*Page text*:

Lately I have been optimizing our deferred rendering geometry pass vertex and texture inputs. In geometry buffer rendering, the chip bandwidth is usually a limiting factor while the chip ALUs are almost idle. Because of this, additional ALU usage has almost no performance impact, and the ALU should be used to decompress the information as much as possible.
This subject has not been talked that much in publications yet, so I though it would be best to ask for some educated advice. I have around 10 year experience in 3d-graphics programming, but this area is kind of new to me.
This is my current geometry vertex format in our DX9 render path:
Position:
- I started optimizing from 32 bit float 3d vector (12 bytes).
- Now: One 16 bit float 4d vector (8 bytes).
- Compression ratio: 1.5x
- Notes: Something needs to be stored in the w-channel!
- Quality: All our object vertices are centered around the object center point, and all objects are of manageable size (object based culling also needs this to work at best performance). Because of these factors, the 16 bit float precision has not shown any visible artifacts in our testing.
Texturecoordinates:
- I started optimizing from 32 bit float 2d vector (8 bytes).
- Now: One 16 bit float 2d vector (4 bytes).
- Compression ratio: 2.0x
- Quality: No quality degration can be seen with our content.
Normal, binormal, tangent:
- I started optimizing from 3x 32 bit float 3d-vector (36 bytes).
- Now: One signed 16 bit normalized 4d vector (SHORT4N) (8 bytes). I store normal x,y in x,y channels and tangent x,y in z,w channels. I reserve one bit of each component for cross product sign.
- I calculate normal.z and tangent.z with cross products. And multiply them by the sign bits (stored in one bit of the x and z channel).
- I calculate binormal with cross product from normal and tangent and multiply it by the sign bit (stored in one bit of the w channel).
- Compression ratio: 4.5x
- Quality: No quality degration can be seen. After decompression you basically have all 3 normal vectors reconstructed in 15-15-15 bit precision. The precision is actually too good...
Total:
Original vertex with single texturecoordinates/tangents: 56 bytes
Compressed vertex with single texturecoordinates/tangents: 22 bytes
Current compression ratio: 2.54x
Extra instructions for decompression:
- No extra calculations for position and texturecoordinates.
- For normal/binormal/tangent I have to separate the sign bits, calculate normal and tangent z-components (sqrt(1 - x^2 - y^2) * sign), and calculate binormal (cross(normal, tangent) * sign).
Currently I am pretty happy with the normal/tangent/binormal compression, but the texturecoordinate and especially the position compression still needs some work. What kind of vertex compression have you used in your projects or have uncompressed floats served your project just fine?
This subject has not been talked that much in publications yet, so I though it would be best to ask for some educated advice. I have around 10 year experience in 3d-graphics programming, but this area is kind of new to me.

*Task 1*:
Answer these questions about the vertex compression post:
(a) How many bytes do the texture coordinates take after compression?
(b) What format holds the normal and tangent data?
(c) What is the size of the compressed vertex with single texture coordinates and tangents?
*Task 2*:
Does the vertex compression post support each statement? Answer yes or no, and quote the words from the post that settle it.
(a) Decompressing the position and texture coordinates needs no extra calculations.
(b) The writer considers the position compression finished.
(c) The binormal is stored directly in the vertex data.
The records are separate material with no connection to the vertex compression post.

*Entries*:
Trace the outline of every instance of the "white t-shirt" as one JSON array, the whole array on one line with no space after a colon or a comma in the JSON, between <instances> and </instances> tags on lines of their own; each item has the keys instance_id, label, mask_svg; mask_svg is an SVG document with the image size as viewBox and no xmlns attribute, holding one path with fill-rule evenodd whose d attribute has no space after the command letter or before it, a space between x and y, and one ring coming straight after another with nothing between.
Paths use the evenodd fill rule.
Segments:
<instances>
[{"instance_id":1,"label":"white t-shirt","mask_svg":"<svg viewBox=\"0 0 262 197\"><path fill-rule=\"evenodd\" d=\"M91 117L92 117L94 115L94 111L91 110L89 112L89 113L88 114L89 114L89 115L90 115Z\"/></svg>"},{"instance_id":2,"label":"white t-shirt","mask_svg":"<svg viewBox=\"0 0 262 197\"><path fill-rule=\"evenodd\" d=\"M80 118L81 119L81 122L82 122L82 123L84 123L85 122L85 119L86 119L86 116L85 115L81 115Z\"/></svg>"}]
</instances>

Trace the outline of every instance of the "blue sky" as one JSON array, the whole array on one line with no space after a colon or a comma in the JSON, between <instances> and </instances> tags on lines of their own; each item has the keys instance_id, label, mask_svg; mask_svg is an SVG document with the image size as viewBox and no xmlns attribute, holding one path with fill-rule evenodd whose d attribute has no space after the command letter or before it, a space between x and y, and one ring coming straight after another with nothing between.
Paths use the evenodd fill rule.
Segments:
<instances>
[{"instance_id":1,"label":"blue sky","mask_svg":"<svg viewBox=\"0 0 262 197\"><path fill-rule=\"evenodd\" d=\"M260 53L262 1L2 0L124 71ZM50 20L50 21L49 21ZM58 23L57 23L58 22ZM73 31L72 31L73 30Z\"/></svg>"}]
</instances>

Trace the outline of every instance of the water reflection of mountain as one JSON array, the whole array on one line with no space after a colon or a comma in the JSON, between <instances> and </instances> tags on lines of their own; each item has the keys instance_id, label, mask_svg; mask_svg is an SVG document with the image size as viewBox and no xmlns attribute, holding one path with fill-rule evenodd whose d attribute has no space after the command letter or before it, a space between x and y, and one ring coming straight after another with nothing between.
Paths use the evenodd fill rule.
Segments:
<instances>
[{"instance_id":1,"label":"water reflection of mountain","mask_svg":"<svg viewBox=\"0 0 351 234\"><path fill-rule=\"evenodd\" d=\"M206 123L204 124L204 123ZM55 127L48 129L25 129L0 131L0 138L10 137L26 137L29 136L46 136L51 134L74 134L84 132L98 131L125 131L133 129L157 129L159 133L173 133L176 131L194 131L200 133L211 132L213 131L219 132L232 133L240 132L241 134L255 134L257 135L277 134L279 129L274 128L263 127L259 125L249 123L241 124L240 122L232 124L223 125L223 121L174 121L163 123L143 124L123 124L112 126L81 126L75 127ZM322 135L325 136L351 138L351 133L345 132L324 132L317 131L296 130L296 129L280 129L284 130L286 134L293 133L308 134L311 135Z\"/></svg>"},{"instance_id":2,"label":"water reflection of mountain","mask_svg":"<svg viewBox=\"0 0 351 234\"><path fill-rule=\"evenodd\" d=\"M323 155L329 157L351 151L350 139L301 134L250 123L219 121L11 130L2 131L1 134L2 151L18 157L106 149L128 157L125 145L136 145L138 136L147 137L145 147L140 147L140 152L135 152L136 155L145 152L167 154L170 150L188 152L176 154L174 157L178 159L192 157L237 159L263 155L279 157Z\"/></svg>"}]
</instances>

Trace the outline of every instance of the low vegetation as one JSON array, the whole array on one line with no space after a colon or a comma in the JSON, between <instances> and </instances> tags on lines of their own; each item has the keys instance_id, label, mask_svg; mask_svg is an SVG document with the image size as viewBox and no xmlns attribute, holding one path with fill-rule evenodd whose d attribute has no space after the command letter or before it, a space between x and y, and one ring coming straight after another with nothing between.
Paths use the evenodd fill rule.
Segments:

*Response 1*:
(a) 4 bytes
(b) A signed 16-bit normalized 4d vector (SHORT4N)
(c) 22 bytes

*Response 2*:
(a) Yes: "No extra calculations for position and texturecoordinates."
(b) No: "especially the position compression still needs some work"
(c) No: "I calculate binormal with cross product from normal and tangent"